LESETEXT

Tucholsky hatte als Peter Panter seinen letzten kurzen Weltbühnen-Text 1933 veröffentlicht und starb 1935 im Exil. Der „kleine dicke Berliner“ fehlte bitter, als die Weltbühne 1946 von Maud von Ossietzky erneut herausgegeben wurde. Ab 1950 machte sich der 21-jährige Lothar Kusche daran, ihn zu ersetzen. Auch wenn er damals noch ein schmales Bürschchen war, wurde er Tucho mit den Jahren immer ähnlicher, und wer weiß? Der Bart, den sich Kusche in reifen Jahren zulegte, hätte vielleicht auch dem reifen Tucholsky gestanden. Kusche schrieb Glossen, satirische Geschichten (die allerdings vorrangig im Eulenspiegel erschienen), Reiseberichte, Film-, Theater- und Buchrezensionen. Ein Gebiet gab es allerdings, auf dem er es mit seinem Vorbild nicht aufnehmen konnte: Aus Kusches Feder flossen so gut wie keine Gedichte. Es sei denn, er parodierte einen Lyriker, und darin war er brillant.
Auch dem politischen Journalisten Tucholsky versuchte Kusche, der eine Zeitlang als stellvertretender Chefredakteur der Weltbühne fungierte, es gleichzutun. Er war zwar kein Rechercheur, aber ein Polemiker. Adenauers restaurative Republik und Brandts Frontstadt, der RIAS und die Springer-Presse wurden mit grimmigem Witz bedacht. Daraus entstanden Sketche für das Berliner Kabarett „Distel“ und Kurzfilme für die Stacheltier-Produktion der DEFA. Manchmal spielte er auch mit, und wie er in seinen Leseprogrammen Pointen verkaufte, macht ihm kein Profi nach. „Lothar Kusche ist eigentlich Schauspieler“, schrieb sein Freund und Kollege Hans Krause. „Er weiß es bloß nicht.“
Gelegentlich wurden Kusche auch Preise verliehen – den Rahmen bildeten 1960 der Heinrich-Heine-Preis und 2007 der Kurt-Tucholsky-Preis (den er sich mit Otto Köhler brüderlich teilte). Was könnte Lothar Kusche besser ehren, als Preise im Namen dieser beiden großen Satiriker!

UNBEARBEITETE DATENSÄTZE
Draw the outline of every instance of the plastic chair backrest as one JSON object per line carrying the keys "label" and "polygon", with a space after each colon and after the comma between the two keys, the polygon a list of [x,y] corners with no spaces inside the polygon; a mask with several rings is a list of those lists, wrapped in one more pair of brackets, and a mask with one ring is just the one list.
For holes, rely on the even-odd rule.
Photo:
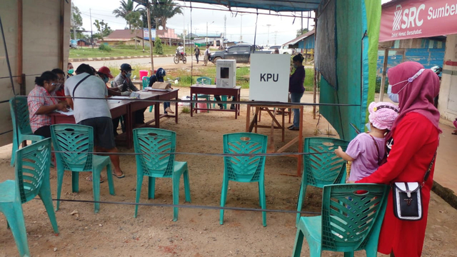
{"label": "plastic chair backrest", "polygon": [[[16,112],[14,108],[16,108]],[[30,127],[30,116],[29,113],[29,105],[26,97],[13,97],[9,99],[9,110],[11,111],[11,120],[13,121],[13,130],[19,135],[33,134]],[[17,116],[16,114],[17,114]],[[17,122],[17,124],[16,124]],[[17,128],[19,131],[16,131]]]}
{"label": "plastic chair backrest", "polygon": [[59,165],[72,171],[92,170],[94,128],[77,124],[51,126],[52,144]]}
{"label": "plastic chair backrest", "polygon": [[51,138],[24,147],[16,154],[16,183],[24,203],[38,195],[44,180],[49,180]]}
{"label": "plastic chair backrest", "polygon": [[197,82],[203,85],[211,85],[212,83],[211,78],[209,77],[199,77],[197,78]]}
{"label": "plastic chair backrest", "polygon": [[149,81],[151,81],[151,77],[145,76],[143,77],[143,89],[149,86]]}
{"label": "plastic chair backrest", "polygon": [[[268,137],[255,133],[224,135],[224,153],[265,153]],[[224,156],[228,179],[239,182],[258,181],[265,166],[265,156]]]}
{"label": "plastic chair backrest", "polygon": [[[165,129],[144,128],[134,129],[134,147],[136,163],[144,174],[167,177],[173,175],[176,133]],[[138,168],[139,167],[137,167]]]}
{"label": "plastic chair backrest", "polygon": [[335,154],[334,151],[341,146],[346,151],[349,143],[332,138],[305,138],[303,152],[326,153],[303,156],[303,179],[308,185],[322,188],[326,185],[344,183],[345,161]]}
{"label": "plastic chair backrest", "polygon": [[[364,249],[378,235],[386,212],[388,185],[335,184],[323,187],[322,251]],[[378,241],[378,238],[372,238]]]}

AUFGABEN
1 > Fassen Sie den Text über Lothar Kusche in zwei Sätzen zusammen.
2 > Prüfen Sie, ob die folgenden Aussagen mit dem Text über Lothar Kusche übereinstimmen, und belegen Sie jede Antwort mit ja oder nein und einem wörtlichen Zitat: (a) Kusches satirische Geschichten erschienen vor allem in der Weltbühne. (b) Kusche war eine Zeitlang stellvertretender Chefredakteur der Weltbühne. (c) Den Kurt-Tucholsky-Preis erhielt Kusche allein.
3 > Geben Sie aus dem Text über Lothar Kusche den Abschnitt wortgetreu wieder, der mit den Worten „Tucholsky hatte als“ einsetzt und mit den Worten „war er brillant.“ schließt.

LÖSUNGEN PRO AUFGABE
1 > Ab 1950 versuchte Lothar Kusche, bei der 1946 von Maud von Ossietzky erneut herausgegebenen Weltbühne den 1935 im Exil gestorbenen Tucholsky zu ersetzen, und schrieb Glossen, satirische Geschichten, Reiseberichte sowie Film-, Theater- und Buchrezensionen, aber kaum Gedichte außer Parodien. Als Polemiker nahm er unter anderem Adenauers restaurative Republik und die Springer-Presse aufs Korn, woraus Sketche für die „Distel“ und Kurzfilme für die DEFA entstanden, und er erhielt 1960 den Heinrich-Heine-Preis und 2007 den Kurt-Tucholsky-Preis.

2 >
(a) Nein – „die allerdings vorrangig im Eulenspiegel erschienen“
(b) Ja – „der eine Zeitlang als stellvertretender Chefredakteur der Weltbühne fungierte“
(c) Nein – „den er sich mit Otto Köhler brüderlich teilte“

3 >
Tucholsky hatte als Peter Panter seinen letzten kurzen Weltbühnen-Text 1933 veröffentlicht und starb 1935 im Exil. Der „kleine dicke Berliner“ fehlte bitter, als die Weltbühne 1946 von Maud von Ossietzky erneut herausgegeben wurde. Ab 1950 machte sich der 21-jährige Lothar Kusche daran, ihn zu ersetzen. Auch wenn er damals noch ein schmales Bürschchen war, wurde er Tucho mit den Jahren immer ähnlicher, und wer weiß? Der Bart, den sich Kusche in reifen Jahren zulegte, hätte vielleicht auch dem reifen Tucholsky gestanden. Kusche schrieb Glossen, satirische Geschichten (die allerdings vorrangig im Eulenspiegel erschienen), Reiseberichte, Film-, Theater- und Buchrezensionen. Ein Gebiet gab es allerdings, auf dem er es mit seinem Vorbild nicht aufnehmen konnte: Aus Kusches Feder flossen so gut wie keine Gedichte. Es sei denn, er parodierte einen Lyriker, und darin war er brillant.